Convert every row below into a two-column CSV with the headers "request" and "boxes," one line per request. Put each request's text and its answer in a single quoted field each, replace line breaks with spaces, and leave out the pictures.

(Image annotation rows)
◇ ◇ ◇ ◇ ◇ ◇ ◇

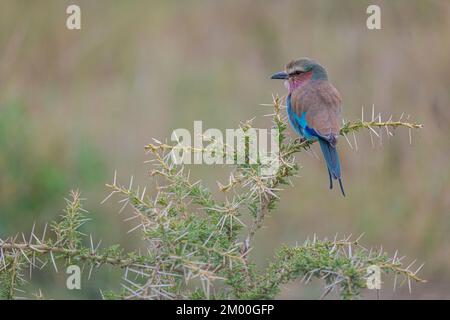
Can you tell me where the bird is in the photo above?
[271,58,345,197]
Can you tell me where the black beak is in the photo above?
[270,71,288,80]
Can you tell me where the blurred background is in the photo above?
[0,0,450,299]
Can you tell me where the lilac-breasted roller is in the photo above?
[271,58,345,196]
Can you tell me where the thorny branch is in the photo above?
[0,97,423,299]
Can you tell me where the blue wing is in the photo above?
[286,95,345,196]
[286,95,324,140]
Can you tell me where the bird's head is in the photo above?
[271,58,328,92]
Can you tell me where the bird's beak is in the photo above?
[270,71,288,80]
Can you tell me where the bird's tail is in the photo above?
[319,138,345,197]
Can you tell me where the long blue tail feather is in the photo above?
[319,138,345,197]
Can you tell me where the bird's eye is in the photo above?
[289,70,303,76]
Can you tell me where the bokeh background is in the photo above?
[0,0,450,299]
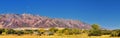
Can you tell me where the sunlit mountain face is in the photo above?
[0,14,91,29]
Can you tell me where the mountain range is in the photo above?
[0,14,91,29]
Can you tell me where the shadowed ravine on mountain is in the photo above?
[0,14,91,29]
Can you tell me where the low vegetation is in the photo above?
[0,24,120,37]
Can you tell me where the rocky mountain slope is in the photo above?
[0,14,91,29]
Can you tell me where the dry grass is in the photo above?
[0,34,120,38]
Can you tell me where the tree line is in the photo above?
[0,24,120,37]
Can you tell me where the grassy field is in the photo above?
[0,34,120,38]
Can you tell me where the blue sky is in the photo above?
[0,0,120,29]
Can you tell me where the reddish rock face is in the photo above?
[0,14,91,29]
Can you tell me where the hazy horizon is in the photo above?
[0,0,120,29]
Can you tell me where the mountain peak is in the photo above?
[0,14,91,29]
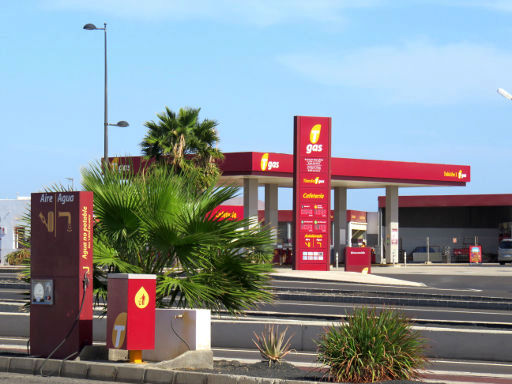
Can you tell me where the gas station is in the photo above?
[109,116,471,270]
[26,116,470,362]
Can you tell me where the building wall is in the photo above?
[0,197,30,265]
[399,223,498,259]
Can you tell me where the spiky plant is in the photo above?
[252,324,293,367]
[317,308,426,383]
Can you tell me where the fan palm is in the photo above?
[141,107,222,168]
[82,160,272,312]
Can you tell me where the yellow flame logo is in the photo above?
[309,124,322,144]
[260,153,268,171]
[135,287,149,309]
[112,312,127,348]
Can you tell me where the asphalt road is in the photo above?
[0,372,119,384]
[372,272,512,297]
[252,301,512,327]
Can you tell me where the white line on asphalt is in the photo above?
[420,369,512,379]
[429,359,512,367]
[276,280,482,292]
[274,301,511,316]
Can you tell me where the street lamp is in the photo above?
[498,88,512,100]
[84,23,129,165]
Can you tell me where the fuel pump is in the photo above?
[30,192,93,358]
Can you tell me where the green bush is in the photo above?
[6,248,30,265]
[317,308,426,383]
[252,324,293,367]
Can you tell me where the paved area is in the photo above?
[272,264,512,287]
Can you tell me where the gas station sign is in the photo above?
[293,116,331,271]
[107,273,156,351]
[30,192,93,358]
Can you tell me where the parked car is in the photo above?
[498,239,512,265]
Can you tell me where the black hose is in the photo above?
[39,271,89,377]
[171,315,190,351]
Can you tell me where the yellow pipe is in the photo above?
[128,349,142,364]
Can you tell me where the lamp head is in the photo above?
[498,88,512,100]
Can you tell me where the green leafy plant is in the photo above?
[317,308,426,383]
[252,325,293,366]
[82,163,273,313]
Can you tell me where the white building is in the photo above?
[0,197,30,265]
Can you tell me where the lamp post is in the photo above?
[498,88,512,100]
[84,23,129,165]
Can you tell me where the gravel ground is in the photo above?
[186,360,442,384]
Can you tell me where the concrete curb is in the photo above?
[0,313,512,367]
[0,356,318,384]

◇ ◇ ◇ ◇ ◇ ◇ ◇

Reply
request,boxes
"Can you tell me where the bird is in the photo above?","[271,58,345,197]"
"Can you tell me where the black beak is in the photo above?","[270,71,288,80]"
"Can you tell me where the blurred background is in the photo above?","[0,0,450,299]"
"Can you tell me where the lilac-breasted roller is in the photo above?","[271,58,345,196]"
"Can you tell me where the thorny branch is in the photo above?","[0,97,423,299]"
"Can you tell me where the blue wing is in the photo above?","[286,95,345,196] [286,95,324,140]"
"Can you tell me where the bird's head is in the photo above?","[271,58,328,92]"
"Can you tell me where the bird's beak is in the photo above?","[270,71,288,80]"
"Can you tell me where the bird's tail is in the photo above?","[319,138,345,197]"
"Can you tell me where the long blue tail feather is in the photo above?","[319,138,345,197]"
"Can you tell me where the bird's eye is in the photo above?","[289,70,303,76]"
"Can you tell me where the bokeh background is in the photo above?","[0,0,450,299]"
"Can you tell me where the sunlit mountain face is in the photo above?","[0,14,91,29]"
"Can you tell me where the mountain range is in the photo above?","[0,14,91,29]"
"Can you tell me where the shadowed ravine on mountain is in the photo above?","[0,14,91,29]"
"Can you tell me where the low vegetation is in the photo above?","[0,24,120,37]"
"Can you tell me where the rocky mountain slope is in the photo above?","[0,14,91,29]"
"Can you tell me where the dry grass is in the photo above?","[0,34,120,38]"
"Can you tell me where the tree line is in the photo above?","[0,24,120,37]"
"Can you tell me where the grassy field is in the photo above?","[0,34,120,38]"
"Can you tell me where the blue sky is in the photo above?","[0,0,120,29]"
"Can you tell me where the reddish rock face is in the photo above?","[0,14,91,29]"
"Can you tell me where the hazy horizon is in the photo above?","[0,0,120,29]"
"Can you tell me where the mountain peak is in the photo above?","[0,14,91,29]"
"Can you tell me where the gas station is in the photo above?","[109,116,471,270] [26,116,470,362]"
"Can you tell me where the building wall is in the photo above?","[0,197,30,265] [399,223,498,259]"
"Can you tell me where the spiky plant is in the photo above?","[252,324,293,367] [317,308,426,383]"
"Can you tell me where the fan palm is in the photo above?","[141,107,222,168] [82,160,272,312]"
"Can you tell me where the yellow flame logo is in the photo above?","[309,124,322,144] [260,153,268,171] [135,287,149,309] [112,312,127,348]"
"Can you tell me where the asphalt road is in the photo above?","[0,372,119,384] [372,272,512,297] [252,301,512,327]"
"Can you tell me where the white line on asphalt is in the photo above?","[420,369,512,379] [429,359,512,367] [276,280,482,292] [274,301,511,316]"
"Can you tell me where the street lamp is in the photo above?","[498,88,512,100] [84,23,129,165]"
"Can you tell me where the fuel pump is in the photo above?","[30,192,93,358]"
"Can you tell me where the green bush is in the photo above?","[6,248,30,265] [317,308,426,383] [252,324,293,367]"
"Can you tell me where the paved area is in the photo above?","[272,264,512,287]"
"Can you tell me where the gas station sign is in the photo above?","[293,116,331,271] [107,273,156,351] [30,192,93,358]"
"Can you tell me where the parked car is in the photo above?","[498,239,512,265]"
"Can you tell me where the black hose is in the photo above?","[39,271,89,377] [171,315,190,351]"
"Can you tell me where the yellow pipe is in the photo above?","[128,349,142,364]"
"Can you tell me where the lamp head is in the photo above?","[498,88,512,100]"
"Can you tell me where the green leafy plant is in the photo above?","[317,308,426,383] [252,325,293,366] [82,163,273,313]"
"Can you tell me where the white building is in the photo above?","[0,197,30,265]"
"Can you tell me where the lamp post is in the photo above?","[498,88,512,100] [84,23,129,165]"
"Can you tell me where the gravel ground is in the photo above?","[186,360,442,384]"
"Can you tell me where the concrete curb is in the photo above?","[0,313,512,367] [0,356,318,384]"